* **Challenge 1**
Answer these questions from the wedding account:
(a) How many designs did the dress go through before one was chosen?
(b) Which supplier is called a life saver?
(c) What did the groom do during his vows?
### Extract ###
The wedding happened. We made it guys!
While it is still fresh on my mind, let me try and give you the highlights.
My dress went through three designs in my head before I decided to settle on one. It was worth the wait because months after people are still talking about it. I made it in such a way that I could wear it again after the wedding.
Contrary to popular belief, you don’t have to spend an arm and a leg getting your dream dress. If you source for the material yourself and then pay for labour, you can save some money. Alternatively, if you are not the sentimental type you can hire a dress and get your deposit back when you are done.
I really did not want my bridal party to struggle paying for their outfits so I chose designs that were simple and also cheap to make. Nairobi Textiles was a life saver and I had the easiest designer to work with, so that helped a whole lot.
My absolute favourite thing about the day had to be the service. Despite the fact that it had rained, the atmosphere felt calm. The service was short but sweet. The groom cried during his vows, which prompted me to cry. It touched me deeply to know that he wanted this just as much as, if not more than, I did.
### Source data ###
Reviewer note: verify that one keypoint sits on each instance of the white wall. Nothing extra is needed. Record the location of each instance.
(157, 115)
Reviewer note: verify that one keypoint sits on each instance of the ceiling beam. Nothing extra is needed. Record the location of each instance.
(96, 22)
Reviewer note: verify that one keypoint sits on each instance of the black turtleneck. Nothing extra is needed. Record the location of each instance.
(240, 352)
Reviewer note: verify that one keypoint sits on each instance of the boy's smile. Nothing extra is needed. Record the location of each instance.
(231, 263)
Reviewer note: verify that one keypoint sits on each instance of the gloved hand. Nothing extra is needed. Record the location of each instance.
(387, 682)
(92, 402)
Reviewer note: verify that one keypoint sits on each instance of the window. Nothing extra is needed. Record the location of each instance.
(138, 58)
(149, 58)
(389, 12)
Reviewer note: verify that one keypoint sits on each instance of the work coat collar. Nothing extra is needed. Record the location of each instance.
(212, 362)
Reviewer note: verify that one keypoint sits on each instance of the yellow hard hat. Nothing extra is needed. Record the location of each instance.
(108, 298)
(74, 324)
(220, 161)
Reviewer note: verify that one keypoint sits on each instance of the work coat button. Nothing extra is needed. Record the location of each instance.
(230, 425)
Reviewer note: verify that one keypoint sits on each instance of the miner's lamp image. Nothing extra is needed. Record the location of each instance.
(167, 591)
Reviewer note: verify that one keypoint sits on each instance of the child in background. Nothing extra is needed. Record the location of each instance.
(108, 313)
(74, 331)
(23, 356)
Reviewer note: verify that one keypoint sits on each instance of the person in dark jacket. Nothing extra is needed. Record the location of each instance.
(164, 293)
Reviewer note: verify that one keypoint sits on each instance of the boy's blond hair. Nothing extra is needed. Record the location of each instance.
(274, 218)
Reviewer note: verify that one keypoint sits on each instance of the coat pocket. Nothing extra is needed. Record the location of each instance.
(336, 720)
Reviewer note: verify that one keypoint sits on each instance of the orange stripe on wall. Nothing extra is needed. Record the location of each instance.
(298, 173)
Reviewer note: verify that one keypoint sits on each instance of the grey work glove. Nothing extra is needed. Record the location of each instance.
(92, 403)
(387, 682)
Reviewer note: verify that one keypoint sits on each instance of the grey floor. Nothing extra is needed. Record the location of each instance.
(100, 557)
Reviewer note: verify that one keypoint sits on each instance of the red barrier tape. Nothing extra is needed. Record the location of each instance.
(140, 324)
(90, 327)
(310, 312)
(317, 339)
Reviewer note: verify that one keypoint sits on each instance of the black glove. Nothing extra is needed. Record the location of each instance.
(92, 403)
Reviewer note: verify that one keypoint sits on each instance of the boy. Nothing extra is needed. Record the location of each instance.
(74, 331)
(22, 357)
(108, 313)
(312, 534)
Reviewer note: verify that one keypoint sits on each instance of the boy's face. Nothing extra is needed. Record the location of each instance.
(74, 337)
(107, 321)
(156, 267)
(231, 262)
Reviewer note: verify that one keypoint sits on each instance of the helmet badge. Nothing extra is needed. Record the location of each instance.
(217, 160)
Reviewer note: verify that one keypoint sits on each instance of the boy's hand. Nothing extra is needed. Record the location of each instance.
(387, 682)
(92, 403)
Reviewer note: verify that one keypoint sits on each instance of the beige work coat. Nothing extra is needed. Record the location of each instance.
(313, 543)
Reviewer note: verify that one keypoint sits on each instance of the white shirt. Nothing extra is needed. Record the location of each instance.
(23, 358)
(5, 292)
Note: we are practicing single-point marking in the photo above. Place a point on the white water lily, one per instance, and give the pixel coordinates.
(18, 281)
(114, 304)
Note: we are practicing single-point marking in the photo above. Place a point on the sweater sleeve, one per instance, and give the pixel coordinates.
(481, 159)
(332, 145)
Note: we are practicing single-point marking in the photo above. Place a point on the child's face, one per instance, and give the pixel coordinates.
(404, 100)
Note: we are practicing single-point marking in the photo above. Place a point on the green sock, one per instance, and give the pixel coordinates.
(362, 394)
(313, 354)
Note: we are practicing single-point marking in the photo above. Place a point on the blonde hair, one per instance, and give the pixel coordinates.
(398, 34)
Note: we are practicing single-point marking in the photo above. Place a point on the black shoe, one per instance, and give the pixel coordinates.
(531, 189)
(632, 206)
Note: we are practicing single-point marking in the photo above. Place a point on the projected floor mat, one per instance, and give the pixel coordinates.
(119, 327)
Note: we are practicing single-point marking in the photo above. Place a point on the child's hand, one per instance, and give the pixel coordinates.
###
* **Challenge 2**
Arrange the records from the line containing "on the projected" through the end of the records as a JSON list of strings, one string per line, with blank lines omitted.

* **Exercise result 1**
(a) Three.
(b) Nairobi Textiles.
(c) He cried.

* **Exercise result 2**
[
  "Note: we are practicing single-point marking in the photo above. Place a point on the projected floor mat, one per instance, and give the pixel coordinates.",
  "(119, 327)",
  "Note: we are practicing single-point marking in the photo above. Place a point on the child's hand, one per instance, and give the pixel coordinates."
]